▶ Task details
Take the part of the material that opens with the line containing "Could you kindly locate the boat hull" and runs to the end of the material, and swap "calm" for "still". Give back only those lines, with everything else unchanged.

▶ Available data
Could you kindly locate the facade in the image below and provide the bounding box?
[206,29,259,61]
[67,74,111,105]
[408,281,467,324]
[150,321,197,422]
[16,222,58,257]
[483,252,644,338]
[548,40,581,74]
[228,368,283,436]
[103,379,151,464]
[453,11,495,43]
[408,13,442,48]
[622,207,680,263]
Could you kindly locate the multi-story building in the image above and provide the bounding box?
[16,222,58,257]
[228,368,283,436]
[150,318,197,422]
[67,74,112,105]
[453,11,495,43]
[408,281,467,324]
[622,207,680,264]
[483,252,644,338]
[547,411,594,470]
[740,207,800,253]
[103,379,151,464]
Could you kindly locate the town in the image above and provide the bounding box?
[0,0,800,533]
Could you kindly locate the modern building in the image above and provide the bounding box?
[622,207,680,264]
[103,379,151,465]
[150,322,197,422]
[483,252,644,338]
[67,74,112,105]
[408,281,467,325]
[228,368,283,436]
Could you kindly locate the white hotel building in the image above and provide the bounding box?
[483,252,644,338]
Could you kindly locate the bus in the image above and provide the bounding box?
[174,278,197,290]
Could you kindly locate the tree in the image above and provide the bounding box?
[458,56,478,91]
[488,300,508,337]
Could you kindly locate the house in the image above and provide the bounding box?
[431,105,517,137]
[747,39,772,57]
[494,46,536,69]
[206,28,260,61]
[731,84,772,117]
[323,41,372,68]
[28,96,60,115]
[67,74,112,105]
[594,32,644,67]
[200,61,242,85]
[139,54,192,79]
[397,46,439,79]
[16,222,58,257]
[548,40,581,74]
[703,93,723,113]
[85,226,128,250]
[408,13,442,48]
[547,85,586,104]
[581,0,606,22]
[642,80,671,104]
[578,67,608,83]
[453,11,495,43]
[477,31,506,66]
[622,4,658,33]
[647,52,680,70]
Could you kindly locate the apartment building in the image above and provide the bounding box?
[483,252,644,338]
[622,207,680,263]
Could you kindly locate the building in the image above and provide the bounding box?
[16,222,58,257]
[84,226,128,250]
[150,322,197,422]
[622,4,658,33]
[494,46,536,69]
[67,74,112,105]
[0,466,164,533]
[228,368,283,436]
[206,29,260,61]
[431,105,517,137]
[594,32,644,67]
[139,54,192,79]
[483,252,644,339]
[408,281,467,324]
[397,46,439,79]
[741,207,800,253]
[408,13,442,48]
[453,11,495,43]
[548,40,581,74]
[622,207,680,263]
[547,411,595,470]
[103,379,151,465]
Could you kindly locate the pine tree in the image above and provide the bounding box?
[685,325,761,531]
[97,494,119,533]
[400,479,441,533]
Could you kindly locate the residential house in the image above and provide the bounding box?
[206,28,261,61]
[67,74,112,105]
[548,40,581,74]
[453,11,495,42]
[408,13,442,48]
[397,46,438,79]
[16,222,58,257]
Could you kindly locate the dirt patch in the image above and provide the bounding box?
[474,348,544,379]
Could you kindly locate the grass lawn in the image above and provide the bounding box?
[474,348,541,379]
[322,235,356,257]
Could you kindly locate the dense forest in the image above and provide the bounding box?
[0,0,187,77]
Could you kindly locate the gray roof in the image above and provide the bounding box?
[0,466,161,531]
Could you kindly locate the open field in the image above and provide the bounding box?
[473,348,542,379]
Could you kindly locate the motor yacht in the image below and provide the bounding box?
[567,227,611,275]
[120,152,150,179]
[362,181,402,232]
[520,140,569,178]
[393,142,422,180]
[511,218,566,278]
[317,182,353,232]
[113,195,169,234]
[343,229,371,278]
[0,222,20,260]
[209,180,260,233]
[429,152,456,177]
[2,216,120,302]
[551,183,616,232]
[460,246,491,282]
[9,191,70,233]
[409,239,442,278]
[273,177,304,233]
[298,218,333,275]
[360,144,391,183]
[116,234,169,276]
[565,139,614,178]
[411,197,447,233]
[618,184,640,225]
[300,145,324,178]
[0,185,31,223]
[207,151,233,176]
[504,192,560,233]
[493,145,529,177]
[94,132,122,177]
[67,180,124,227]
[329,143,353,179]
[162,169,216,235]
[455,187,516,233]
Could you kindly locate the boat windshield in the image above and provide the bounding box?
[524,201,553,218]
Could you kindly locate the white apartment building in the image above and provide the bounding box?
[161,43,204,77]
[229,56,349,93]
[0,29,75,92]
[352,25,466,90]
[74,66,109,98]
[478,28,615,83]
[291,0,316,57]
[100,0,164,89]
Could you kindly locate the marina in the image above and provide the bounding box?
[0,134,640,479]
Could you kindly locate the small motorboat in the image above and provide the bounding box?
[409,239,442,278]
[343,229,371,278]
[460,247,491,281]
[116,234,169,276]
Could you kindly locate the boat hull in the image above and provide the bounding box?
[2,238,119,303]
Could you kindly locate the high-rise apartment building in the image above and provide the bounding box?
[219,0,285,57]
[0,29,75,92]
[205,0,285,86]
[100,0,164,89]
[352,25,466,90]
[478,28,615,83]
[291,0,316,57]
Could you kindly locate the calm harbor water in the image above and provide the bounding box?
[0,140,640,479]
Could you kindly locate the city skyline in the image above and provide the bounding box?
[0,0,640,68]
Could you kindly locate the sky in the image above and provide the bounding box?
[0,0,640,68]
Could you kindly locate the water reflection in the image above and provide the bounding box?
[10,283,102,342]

▶ Solution to this problem
Could you kindly locate the boat hull in the image above and provide the bounding box?
[2,238,119,303]
Could you kindly locate the high-rise apartment building in the image above and provide the bounding box?
[219,0,285,57]
[0,29,75,92]
[205,0,285,86]
[100,0,164,89]
[352,25,466,90]
[478,28,615,83]
[291,0,316,57]
Could you kindly locate the still harbor water in the image above and provide the bounding box?
[0,140,640,479]
Could you kindly locate the city skyline in the image above and provide the bounding box?
[0,0,640,68]
Could you kindly locate the sky in the image above and provide the bounding box?
[0,0,640,68]
Could you kindly locate the water reflection in the image above and provide the bounding box?
[10,283,102,342]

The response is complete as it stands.